▶ **TEXT PROVIDED**

--- Begin ---

GitHub - texty/manipulative_news_methodology: Classifier, data collection scripts, and annotation tool for project on manipulative news

How we used NLP to analyse more then 2 millions of news items from hundreds of "junk sites"

This is methodology for "We've got a bad news" project (in English)

Repository structure

classifier - scripts for training and applying language model classifier
data_collection - scripts to load RSS feeds, Facebook feeds of selected sites, and scrapy project to load html for each article
data_processing - scripts to prepare data for classifier
Aggregated ranking - grouped results for the whole database of news. In final product we do not consider Russian sites, big Ukrainian sites, and sites with less than 25% of manipulative news
.._annotation.csv - annotated sample of news htmls. html_id - key id of article in data file, other columns - annotations
cls_tool - Django site for annotation

Data

Scripts for data collection and their description are in data_collection folder.

Data can be downloaded here(2Gb). html_id - key field, ra_summary - readability html of article page, real_url - link to article.

Totally we collected 306 500 articles in Ukrainian and 2 301 000 articles in Russian. Next we filtered out articles not about Ukrainian politics and society (excluded celebrities, international news etc.). There were left 1 174 000 relevant articles in Russian and 227 400 articles in Ukrainian. Websites in final ranking totally produced 289 300 relevant articles.

Data for the project are news from around 200 websites, collected from December 2017 until Nowember 2018. For each site we collected RSS feed every hour as well as daily Facebook feeds. Breaks occured several times because of technical reasons.

For every link from RSS or Facebook feed of site's page we downloaded full text and processed it using readability (by Mozilla, and Python readability) algorithm. Readability parsing errors occure in less than 5% of cases, without significant error rate for individual websites. Next we removed html tags and tokenized text.

Annotation

Please find annotation tool in cls_tool folder.
We invited journalists with experience as newsfeed editor to label training set for training. Totally we collected 1300 relevant annotated articles in Ukrainian and 6000 in Russian.
All annotators were interviewed, instructed about possible labels of manipulative news. During annotation we maintained Facebook group to discuss uncertainties and labeling in general. We controlled annotation quality by monitoring labels and time intervals between annotation (if time between two labels is enough to read the article).

--- End ---

▶ **INFORMATION SUPPLIED**
--- Begin ---

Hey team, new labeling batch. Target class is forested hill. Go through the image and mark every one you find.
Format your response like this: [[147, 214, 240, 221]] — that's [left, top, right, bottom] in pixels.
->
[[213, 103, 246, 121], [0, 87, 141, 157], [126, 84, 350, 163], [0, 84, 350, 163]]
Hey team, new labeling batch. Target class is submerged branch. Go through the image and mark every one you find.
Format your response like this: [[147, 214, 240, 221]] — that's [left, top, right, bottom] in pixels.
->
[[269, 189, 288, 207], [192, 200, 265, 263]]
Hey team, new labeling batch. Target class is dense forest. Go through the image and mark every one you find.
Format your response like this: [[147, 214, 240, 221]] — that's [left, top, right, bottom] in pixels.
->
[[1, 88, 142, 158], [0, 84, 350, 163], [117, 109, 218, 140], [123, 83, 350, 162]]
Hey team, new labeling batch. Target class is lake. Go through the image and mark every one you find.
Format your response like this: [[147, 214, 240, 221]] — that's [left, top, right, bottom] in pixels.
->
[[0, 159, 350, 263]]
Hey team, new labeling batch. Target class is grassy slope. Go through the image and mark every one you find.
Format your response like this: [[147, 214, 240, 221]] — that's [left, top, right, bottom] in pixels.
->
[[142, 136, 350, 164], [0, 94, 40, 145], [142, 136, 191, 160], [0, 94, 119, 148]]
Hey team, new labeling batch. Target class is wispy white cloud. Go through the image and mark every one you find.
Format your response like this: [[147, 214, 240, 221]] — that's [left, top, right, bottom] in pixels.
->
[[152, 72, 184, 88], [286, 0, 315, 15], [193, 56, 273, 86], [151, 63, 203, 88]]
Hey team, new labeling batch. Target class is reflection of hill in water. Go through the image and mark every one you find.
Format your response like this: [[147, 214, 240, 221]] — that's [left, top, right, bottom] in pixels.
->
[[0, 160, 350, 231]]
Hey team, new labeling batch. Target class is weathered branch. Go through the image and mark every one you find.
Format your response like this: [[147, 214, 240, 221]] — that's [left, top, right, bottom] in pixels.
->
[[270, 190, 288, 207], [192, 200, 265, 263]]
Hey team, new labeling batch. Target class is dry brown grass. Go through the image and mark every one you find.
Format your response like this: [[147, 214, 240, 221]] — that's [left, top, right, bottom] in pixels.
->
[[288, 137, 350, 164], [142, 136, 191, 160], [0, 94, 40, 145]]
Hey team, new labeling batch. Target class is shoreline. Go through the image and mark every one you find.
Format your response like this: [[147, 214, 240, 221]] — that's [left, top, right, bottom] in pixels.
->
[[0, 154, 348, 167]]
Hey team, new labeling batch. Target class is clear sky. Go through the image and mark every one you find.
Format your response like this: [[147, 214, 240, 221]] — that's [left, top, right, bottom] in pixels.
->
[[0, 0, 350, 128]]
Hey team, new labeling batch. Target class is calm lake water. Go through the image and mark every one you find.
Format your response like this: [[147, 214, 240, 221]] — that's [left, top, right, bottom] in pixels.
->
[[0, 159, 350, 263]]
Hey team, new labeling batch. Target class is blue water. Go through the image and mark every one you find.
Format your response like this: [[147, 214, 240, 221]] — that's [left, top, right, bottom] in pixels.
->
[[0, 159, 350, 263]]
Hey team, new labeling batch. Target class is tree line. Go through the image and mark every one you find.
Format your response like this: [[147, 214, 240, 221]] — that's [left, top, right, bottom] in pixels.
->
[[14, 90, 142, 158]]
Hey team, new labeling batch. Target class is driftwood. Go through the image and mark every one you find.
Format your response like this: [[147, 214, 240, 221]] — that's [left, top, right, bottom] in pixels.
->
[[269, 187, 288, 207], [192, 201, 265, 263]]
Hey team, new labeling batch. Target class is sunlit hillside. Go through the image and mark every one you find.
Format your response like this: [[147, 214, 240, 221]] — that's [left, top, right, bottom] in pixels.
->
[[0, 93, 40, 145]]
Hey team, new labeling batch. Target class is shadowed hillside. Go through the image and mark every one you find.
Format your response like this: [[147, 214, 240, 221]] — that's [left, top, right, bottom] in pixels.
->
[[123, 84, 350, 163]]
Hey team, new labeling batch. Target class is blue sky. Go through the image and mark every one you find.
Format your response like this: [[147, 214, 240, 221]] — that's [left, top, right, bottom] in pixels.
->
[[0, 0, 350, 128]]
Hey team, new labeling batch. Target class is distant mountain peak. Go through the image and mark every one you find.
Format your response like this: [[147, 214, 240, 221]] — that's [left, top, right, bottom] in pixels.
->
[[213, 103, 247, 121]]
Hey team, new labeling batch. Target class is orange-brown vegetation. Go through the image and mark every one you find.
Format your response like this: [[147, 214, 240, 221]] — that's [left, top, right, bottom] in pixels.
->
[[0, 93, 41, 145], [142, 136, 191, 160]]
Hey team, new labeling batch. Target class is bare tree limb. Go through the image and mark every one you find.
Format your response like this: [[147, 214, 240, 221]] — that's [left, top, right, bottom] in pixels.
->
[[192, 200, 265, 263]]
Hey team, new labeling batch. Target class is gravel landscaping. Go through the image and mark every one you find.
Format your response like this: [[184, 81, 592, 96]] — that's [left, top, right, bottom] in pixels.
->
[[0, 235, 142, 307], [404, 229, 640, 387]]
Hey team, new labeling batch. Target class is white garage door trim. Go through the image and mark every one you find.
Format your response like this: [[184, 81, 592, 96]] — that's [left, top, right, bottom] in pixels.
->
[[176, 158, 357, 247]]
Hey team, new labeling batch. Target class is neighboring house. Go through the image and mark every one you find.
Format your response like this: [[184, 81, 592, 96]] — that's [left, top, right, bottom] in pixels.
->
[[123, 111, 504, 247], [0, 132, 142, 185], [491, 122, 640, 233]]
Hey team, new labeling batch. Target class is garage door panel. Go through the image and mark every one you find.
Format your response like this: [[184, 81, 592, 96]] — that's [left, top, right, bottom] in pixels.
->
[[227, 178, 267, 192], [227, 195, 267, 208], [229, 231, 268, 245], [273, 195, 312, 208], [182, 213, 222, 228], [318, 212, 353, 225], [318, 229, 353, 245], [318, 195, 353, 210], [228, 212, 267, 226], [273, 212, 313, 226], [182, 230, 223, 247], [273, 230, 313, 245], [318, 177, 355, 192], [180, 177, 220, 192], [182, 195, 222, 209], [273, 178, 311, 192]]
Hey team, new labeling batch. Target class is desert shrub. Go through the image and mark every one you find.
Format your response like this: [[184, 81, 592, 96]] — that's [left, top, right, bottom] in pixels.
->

--- End ---

▶ **DIRECTIVE 1**
Answer these from the text on the manipulative news methodology:
(a) How many articles in Ukrainian were collected in total?
(b) How often was the RSS feed of each site collected?
(c) What kind of site is the annotation tool in the cls_tool folder?
▶ **DIRECTIVE 2**
Write the next part of the text on the manipulative news methodology, picking up after its last sentence.
The entries play no part in any of this.

▶ **RIGHT ANSWER 1**
(a) 306 500 articles.
(b) Every hour.
(c) A Django site.

▶ **RIGHT ANSWER 2**
Inintially we used the following labels for annotation, text exactly as it was written in annotator instruction:

Fully fictional news
Manipulative title / click-bait
Conspiracies / Pseudo-sciense
Emotionally charged news
Manipulations thrue bad argumentation
Political conspiracies
Normal text
Other (non-relevant content)

Finally we selected only emotional manipulations and manipulative arguments. The notion of clickbait headlines turned to be ambiguous and we did not manage to build working classifier for this type of manipulation. The rest of manipulations occured rarely and there were not enough positive examples for training.

Classification

classifier folder containes links to pretrained models, classification scripts, instructions on how to download libraries, and test datasets.

We tried various NLP approaches to detect manipulation in news: bag-of-words and document vectors machine learning models, and LSTM on word vectors. Finally we used text classification with language model developed by fast.ai. Code for training language models on Wikipedia corpus can be found here.

We used example code from fast.ai courseto train classifiers and found most of defaults working best for our data. We increased dropouts for training Ukrainian language classifier and added multilabel final layer to detect multiple manipulation types at once (multilabel classifier was as accurate as individual classifiers for each manipulation type or better).

Language model containes:

input layer of vocabulary size (up to 60 000 tokens that occur more than 10 times)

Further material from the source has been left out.